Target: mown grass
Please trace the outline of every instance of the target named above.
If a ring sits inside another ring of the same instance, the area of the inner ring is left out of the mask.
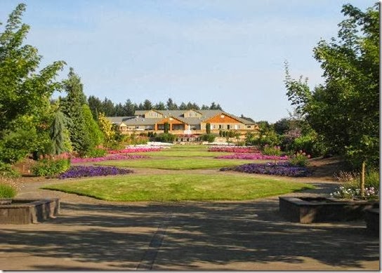
[[[308,184],[272,178],[224,174],[119,175],[43,187],[114,201],[251,200],[312,188]]]
[[[97,162],[95,165],[114,166],[124,168],[148,168],[163,170],[195,170],[218,168],[263,161],[244,159],[218,159],[209,157],[164,157],[134,160],[112,160]]]

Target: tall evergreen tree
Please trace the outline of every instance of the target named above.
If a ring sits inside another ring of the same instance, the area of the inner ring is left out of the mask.
[[[65,116],[61,111],[55,113],[51,126],[51,139],[52,140],[52,154],[60,154],[65,151]]]
[[[71,121],[67,128],[74,150],[84,154],[91,147],[82,111],[85,97],[83,85],[81,79],[74,73],[72,67],[70,67],[67,76],[68,79],[63,81],[67,96],[60,103],[61,111]]]
[[[167,110],[178,110],[178,105],[169,98],[166,104]]]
·····
◆ PROBLEM TO SOLVE: Reproduce every line of the entries above verbatim, leaving out the pictures.

◆ WRITTEN ANSWER:
Target: mown grass
Please trace the outline of every instance of the target named above.
If a ring sits inside another ring of the same instance, the area of the inner ring is left out of the mask.
[[[308,184],[272,178],[224,174],[119,175],[43,187],[114,201],[251,200],[312,188]]]
[[[97,162],[95,165],[114,166],[124,168],[148,168],[163,170],[195,170],[218,168],[263,161],[244,159],[218,159],[209,157],[164,157],[134,160],[112,160]]]

Target: tall evergreen tree
Please trace the outline of every instance of the target named above.
If a ring sits inside another ring of the same instance, the area of the inner ring is left out of the mask.
[[[65,116],[61,111],[55,113],[51,126],[51,139],[52,140],[52,154],[60,154],[65,151]]]
[[[71,121],[67,128],[74,150],[84,154],[91,147],[82,111],[85,97],[83,85],[81,79],[74,73],[72,67],[70,67],[67,76],[68,79],[63,81],[67,96],[60,103],[61,111]]]
[[[167,110],[178,110],[178,105],[169,98],[166,104]]]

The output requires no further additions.